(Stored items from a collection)
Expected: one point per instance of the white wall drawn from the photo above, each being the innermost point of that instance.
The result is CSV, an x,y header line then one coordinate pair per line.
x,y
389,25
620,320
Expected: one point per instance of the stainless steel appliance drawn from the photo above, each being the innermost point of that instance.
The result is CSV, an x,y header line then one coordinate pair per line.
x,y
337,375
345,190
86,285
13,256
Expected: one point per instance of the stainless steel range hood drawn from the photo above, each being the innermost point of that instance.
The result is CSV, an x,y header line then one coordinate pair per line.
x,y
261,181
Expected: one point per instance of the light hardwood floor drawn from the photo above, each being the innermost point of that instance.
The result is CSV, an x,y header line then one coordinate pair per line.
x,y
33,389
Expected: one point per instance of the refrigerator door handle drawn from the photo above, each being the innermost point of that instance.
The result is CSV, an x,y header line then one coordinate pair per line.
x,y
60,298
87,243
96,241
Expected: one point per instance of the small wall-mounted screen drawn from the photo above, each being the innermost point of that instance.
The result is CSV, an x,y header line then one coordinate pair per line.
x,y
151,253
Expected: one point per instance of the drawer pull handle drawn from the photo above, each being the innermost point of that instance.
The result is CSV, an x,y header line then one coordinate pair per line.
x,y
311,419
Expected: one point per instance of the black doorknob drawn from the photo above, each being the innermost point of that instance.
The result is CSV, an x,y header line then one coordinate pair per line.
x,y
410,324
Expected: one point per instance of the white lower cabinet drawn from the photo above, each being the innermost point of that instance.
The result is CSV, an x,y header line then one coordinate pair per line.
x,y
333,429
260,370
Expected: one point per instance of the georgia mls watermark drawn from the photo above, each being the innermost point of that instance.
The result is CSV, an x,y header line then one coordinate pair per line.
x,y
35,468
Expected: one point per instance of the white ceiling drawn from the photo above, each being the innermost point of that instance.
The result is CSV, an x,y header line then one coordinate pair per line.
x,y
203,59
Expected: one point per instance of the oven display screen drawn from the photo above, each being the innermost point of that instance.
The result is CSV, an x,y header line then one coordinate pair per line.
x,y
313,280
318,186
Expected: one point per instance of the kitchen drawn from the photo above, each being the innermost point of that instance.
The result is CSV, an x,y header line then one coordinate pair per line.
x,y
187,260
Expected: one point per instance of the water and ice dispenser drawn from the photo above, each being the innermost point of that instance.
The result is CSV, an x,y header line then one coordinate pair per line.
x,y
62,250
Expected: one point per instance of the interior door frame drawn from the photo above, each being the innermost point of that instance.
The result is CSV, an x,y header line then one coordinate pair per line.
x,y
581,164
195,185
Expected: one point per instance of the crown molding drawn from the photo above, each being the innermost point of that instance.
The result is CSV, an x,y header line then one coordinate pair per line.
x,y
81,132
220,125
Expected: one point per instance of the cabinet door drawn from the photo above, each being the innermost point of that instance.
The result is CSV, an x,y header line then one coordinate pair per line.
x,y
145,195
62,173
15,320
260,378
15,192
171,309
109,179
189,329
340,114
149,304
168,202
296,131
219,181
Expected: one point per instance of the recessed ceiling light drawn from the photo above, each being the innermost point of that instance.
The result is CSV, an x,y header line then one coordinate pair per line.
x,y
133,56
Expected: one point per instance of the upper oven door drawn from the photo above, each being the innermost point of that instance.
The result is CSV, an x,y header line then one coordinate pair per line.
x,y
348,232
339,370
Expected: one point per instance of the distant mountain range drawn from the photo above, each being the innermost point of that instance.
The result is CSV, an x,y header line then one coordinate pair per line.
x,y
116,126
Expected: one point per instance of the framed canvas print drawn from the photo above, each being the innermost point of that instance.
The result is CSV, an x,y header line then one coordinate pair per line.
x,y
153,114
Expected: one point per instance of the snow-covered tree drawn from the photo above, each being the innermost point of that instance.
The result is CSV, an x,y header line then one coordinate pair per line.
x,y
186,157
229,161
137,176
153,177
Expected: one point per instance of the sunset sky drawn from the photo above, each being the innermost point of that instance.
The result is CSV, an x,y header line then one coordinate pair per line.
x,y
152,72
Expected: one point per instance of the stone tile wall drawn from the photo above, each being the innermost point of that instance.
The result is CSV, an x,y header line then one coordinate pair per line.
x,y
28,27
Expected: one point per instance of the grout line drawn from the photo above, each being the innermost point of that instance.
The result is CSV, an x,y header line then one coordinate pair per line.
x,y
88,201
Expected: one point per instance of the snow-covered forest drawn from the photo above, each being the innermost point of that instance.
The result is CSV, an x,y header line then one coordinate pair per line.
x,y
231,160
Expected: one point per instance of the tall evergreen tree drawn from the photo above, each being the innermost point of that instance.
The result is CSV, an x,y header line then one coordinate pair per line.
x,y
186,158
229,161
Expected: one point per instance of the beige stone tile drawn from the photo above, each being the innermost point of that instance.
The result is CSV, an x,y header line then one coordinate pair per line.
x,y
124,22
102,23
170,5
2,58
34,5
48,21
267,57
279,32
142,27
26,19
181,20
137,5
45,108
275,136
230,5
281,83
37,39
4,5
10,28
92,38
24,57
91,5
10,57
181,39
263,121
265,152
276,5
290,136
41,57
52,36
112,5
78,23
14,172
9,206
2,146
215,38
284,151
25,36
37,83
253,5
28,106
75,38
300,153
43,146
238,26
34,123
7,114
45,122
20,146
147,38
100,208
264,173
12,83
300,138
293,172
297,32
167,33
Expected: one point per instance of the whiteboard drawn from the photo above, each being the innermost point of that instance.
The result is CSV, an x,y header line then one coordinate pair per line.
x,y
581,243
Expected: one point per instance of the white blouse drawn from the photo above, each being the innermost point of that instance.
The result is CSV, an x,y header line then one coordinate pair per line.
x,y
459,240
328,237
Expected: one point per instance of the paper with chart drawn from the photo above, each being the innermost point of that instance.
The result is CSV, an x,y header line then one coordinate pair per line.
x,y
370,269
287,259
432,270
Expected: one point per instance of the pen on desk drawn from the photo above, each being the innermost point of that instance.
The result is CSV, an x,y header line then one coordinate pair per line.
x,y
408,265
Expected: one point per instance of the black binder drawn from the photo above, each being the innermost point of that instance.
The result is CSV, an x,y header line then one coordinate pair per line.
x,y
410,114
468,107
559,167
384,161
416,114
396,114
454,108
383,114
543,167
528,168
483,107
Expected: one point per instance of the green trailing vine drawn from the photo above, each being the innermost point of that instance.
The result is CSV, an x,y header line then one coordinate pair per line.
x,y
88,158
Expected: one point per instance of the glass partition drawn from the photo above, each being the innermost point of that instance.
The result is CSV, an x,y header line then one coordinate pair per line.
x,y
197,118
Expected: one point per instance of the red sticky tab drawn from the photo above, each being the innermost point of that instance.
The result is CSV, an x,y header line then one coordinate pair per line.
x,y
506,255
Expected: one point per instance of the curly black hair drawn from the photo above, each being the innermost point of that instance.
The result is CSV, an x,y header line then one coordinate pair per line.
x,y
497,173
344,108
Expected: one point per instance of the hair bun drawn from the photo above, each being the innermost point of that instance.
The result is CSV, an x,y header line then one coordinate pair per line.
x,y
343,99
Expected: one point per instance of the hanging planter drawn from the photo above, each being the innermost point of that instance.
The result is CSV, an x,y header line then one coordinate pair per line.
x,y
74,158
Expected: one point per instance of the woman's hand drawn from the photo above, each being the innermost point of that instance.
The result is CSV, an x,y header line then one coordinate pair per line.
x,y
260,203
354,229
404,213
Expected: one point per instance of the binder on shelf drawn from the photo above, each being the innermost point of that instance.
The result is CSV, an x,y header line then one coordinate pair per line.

• **Activity**: For the string "binder", tally the lines above that contain it and give only the figure.

• **Result of the task**: 2